### ASSIGNMENT
In the listing below, print exactly the lines from the first through the one that contains "# test: pin the chunky".

[GIVEN DATA]

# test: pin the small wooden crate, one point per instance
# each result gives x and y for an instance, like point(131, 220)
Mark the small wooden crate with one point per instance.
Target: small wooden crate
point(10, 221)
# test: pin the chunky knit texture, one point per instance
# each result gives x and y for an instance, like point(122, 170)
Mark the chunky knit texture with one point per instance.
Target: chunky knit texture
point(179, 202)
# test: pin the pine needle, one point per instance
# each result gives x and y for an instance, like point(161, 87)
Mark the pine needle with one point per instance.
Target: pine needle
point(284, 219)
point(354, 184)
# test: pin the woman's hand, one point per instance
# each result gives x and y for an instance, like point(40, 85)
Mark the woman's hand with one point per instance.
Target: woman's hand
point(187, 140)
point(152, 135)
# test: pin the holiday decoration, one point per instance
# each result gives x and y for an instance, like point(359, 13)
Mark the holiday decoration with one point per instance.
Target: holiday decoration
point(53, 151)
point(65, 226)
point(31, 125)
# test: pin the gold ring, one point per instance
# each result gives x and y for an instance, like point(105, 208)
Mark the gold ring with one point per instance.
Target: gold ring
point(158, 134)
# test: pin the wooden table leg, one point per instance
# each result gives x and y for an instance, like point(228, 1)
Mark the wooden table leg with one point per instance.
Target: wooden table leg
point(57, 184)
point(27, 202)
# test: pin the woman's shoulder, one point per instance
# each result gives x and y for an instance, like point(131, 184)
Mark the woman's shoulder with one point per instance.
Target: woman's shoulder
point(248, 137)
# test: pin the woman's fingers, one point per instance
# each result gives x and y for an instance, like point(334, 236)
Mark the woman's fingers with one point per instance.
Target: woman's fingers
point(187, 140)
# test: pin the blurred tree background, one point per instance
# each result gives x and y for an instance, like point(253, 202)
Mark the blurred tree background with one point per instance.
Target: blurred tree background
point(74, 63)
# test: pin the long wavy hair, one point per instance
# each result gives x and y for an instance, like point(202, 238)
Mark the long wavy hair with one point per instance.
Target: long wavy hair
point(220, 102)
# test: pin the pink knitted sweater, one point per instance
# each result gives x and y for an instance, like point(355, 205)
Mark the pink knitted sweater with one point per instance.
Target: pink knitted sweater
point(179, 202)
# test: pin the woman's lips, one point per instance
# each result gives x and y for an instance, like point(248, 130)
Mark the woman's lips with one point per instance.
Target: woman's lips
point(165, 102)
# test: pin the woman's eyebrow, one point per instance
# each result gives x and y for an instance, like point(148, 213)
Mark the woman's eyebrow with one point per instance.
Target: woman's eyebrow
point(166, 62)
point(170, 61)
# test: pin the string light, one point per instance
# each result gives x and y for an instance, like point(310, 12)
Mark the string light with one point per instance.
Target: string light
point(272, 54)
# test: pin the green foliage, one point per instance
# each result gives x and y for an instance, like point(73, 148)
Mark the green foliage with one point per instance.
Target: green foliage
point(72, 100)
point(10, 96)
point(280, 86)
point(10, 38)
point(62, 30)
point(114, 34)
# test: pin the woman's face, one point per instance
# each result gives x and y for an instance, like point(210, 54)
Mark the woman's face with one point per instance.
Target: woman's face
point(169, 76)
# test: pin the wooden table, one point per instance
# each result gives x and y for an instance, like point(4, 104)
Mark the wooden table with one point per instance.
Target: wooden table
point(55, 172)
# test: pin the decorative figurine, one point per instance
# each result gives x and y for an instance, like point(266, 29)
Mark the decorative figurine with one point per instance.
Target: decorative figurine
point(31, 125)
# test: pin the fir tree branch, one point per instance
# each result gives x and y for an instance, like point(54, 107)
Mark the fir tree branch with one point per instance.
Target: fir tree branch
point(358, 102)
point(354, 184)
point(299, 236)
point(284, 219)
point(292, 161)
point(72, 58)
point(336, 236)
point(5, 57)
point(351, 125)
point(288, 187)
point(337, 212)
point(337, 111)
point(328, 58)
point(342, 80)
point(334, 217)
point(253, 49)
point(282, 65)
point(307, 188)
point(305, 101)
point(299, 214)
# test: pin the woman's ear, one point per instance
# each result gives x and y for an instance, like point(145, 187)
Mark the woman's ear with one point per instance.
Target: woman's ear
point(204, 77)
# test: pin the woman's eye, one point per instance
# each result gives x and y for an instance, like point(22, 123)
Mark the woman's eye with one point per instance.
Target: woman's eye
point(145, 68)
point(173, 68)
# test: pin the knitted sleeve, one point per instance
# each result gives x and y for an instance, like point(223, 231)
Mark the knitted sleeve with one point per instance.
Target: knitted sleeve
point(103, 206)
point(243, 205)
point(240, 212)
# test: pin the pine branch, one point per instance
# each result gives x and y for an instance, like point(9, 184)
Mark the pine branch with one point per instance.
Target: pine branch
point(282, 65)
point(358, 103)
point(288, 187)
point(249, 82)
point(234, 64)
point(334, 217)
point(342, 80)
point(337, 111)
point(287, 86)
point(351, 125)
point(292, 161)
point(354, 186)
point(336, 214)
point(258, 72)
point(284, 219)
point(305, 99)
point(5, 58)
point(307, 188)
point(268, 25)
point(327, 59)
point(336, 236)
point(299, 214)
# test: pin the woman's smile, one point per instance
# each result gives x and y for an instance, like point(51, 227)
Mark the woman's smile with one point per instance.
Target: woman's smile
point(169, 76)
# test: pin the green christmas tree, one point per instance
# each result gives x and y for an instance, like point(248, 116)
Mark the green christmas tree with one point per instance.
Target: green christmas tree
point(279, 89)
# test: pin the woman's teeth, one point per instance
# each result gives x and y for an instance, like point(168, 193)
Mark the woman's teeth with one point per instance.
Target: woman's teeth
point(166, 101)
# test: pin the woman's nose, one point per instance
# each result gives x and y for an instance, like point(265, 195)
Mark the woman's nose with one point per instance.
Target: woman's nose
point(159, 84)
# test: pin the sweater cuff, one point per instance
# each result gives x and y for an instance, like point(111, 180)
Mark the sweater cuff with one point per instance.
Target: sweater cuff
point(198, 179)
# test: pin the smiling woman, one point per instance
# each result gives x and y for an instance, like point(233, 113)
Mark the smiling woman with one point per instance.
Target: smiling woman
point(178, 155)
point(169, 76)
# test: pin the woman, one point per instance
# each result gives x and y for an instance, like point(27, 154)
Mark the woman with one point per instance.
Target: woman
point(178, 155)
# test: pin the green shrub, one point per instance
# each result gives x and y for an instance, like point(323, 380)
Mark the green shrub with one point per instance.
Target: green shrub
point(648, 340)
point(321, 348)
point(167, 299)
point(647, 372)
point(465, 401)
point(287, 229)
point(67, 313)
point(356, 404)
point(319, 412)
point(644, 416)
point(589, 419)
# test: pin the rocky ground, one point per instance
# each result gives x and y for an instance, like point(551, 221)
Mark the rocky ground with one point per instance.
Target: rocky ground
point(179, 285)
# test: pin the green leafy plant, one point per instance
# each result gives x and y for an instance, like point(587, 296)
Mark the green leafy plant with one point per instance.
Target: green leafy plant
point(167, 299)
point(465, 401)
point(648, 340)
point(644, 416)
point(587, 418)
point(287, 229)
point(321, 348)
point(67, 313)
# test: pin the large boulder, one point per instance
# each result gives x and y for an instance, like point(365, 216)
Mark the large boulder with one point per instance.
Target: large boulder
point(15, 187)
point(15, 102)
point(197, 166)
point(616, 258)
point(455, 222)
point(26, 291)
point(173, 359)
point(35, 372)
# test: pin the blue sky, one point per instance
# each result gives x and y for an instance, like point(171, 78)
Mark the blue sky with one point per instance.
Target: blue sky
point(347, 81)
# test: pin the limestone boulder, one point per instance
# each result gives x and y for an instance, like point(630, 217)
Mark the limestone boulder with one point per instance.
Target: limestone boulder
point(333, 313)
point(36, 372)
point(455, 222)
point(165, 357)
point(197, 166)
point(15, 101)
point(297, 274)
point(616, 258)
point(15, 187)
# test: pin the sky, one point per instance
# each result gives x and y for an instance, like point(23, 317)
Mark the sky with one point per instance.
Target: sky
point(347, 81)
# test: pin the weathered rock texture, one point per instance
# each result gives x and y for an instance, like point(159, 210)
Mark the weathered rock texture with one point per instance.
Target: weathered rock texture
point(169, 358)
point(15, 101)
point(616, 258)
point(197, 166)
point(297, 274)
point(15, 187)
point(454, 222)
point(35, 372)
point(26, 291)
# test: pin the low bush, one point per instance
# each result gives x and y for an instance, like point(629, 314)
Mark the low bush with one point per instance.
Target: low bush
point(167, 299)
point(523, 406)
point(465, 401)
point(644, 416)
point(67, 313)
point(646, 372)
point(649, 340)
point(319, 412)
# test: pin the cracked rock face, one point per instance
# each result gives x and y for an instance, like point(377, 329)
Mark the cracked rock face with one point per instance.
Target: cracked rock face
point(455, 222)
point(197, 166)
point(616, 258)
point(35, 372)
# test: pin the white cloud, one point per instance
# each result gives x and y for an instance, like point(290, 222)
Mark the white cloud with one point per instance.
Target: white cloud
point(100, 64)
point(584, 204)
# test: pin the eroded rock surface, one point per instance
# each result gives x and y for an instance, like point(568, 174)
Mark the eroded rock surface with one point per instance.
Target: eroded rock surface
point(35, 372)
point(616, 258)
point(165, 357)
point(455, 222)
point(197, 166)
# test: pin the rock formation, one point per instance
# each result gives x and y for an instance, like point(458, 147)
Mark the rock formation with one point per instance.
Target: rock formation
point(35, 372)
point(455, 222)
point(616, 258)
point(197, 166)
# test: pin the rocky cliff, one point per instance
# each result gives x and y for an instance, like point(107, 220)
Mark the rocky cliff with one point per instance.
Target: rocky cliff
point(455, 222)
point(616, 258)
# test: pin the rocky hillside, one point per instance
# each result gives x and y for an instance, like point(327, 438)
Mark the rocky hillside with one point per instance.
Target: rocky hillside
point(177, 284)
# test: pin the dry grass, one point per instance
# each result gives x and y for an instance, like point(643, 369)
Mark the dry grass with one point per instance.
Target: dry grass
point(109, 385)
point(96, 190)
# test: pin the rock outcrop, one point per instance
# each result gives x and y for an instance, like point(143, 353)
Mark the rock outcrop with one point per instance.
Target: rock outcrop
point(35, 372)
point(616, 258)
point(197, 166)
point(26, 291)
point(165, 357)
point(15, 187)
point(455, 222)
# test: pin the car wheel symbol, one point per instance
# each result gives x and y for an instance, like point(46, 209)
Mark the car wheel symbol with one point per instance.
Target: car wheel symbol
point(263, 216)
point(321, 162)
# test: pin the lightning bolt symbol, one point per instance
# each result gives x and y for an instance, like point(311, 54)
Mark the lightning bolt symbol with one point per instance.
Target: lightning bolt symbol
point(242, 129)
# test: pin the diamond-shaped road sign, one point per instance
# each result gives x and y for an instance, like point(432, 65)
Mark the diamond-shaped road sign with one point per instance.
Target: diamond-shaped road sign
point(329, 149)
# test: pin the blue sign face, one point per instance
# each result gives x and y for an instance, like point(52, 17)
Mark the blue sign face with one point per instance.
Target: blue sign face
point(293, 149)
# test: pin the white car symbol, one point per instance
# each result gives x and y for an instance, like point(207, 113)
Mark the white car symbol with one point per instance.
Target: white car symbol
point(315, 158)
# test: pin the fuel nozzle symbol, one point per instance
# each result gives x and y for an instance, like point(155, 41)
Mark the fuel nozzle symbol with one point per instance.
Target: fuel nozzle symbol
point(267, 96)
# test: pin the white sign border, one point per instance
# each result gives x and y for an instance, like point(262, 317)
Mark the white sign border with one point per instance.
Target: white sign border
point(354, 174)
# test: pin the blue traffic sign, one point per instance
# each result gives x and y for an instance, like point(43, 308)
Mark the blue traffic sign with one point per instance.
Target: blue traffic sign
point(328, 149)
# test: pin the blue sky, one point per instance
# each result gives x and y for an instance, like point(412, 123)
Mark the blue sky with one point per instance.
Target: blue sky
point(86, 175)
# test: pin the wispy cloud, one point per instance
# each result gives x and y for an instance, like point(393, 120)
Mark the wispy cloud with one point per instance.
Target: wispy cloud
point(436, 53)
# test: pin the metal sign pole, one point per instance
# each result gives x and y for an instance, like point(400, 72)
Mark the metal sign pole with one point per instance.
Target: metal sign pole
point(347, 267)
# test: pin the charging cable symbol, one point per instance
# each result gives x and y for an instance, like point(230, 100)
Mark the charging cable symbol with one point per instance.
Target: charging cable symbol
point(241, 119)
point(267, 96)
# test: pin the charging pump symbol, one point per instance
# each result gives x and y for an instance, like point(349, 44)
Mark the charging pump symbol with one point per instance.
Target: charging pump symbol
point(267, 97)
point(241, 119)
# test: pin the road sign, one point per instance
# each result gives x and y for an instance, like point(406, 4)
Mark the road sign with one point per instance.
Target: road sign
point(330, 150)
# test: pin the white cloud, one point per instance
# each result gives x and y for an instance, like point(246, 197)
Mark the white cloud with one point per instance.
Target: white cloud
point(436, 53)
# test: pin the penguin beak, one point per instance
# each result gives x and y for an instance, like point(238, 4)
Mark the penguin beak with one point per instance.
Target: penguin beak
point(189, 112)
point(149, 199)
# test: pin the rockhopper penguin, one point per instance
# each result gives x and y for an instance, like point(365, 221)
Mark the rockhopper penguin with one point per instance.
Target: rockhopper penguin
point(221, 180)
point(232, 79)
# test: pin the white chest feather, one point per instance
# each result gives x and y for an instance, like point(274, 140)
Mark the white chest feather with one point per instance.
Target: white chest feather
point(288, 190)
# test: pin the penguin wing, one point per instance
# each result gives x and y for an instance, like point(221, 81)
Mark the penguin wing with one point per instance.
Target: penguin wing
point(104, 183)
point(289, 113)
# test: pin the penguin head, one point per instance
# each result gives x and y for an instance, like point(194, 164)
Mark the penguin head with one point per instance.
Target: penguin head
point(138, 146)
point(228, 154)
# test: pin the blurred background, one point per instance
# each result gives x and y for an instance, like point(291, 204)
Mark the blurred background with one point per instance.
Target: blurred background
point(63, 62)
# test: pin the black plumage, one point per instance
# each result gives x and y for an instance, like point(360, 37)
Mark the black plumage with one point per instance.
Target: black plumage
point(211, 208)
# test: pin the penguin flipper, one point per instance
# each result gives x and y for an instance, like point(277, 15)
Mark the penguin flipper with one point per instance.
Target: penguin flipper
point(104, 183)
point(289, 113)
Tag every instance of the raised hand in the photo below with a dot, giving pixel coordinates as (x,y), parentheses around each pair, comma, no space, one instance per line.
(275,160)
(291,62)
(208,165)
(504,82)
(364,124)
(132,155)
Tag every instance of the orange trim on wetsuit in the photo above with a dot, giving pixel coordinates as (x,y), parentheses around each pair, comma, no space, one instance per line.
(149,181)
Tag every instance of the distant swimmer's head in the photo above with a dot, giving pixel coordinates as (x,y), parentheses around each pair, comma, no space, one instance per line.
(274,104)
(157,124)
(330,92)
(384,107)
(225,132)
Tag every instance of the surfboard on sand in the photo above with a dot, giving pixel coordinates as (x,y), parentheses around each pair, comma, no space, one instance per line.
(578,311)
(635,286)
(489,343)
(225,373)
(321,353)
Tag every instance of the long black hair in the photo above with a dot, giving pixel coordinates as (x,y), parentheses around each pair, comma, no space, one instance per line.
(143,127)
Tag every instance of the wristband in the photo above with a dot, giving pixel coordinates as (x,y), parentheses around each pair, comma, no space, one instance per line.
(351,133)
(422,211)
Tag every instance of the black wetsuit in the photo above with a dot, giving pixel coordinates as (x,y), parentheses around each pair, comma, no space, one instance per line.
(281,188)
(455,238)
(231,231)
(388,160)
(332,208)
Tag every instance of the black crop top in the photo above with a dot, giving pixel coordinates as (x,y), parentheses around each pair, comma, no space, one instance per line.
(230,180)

[/GIVEN DATA]

### SOLUTION TO THE EXERCISE
# test: pin the small wooden crate, one point per instance
# each result gives x and y for an instance, like point(131, 220)
Mark the small wooden crate with one point per instance.
Target: small wooden crate
point(10, 221)
# test: pin the chunky knit texture, one point per instance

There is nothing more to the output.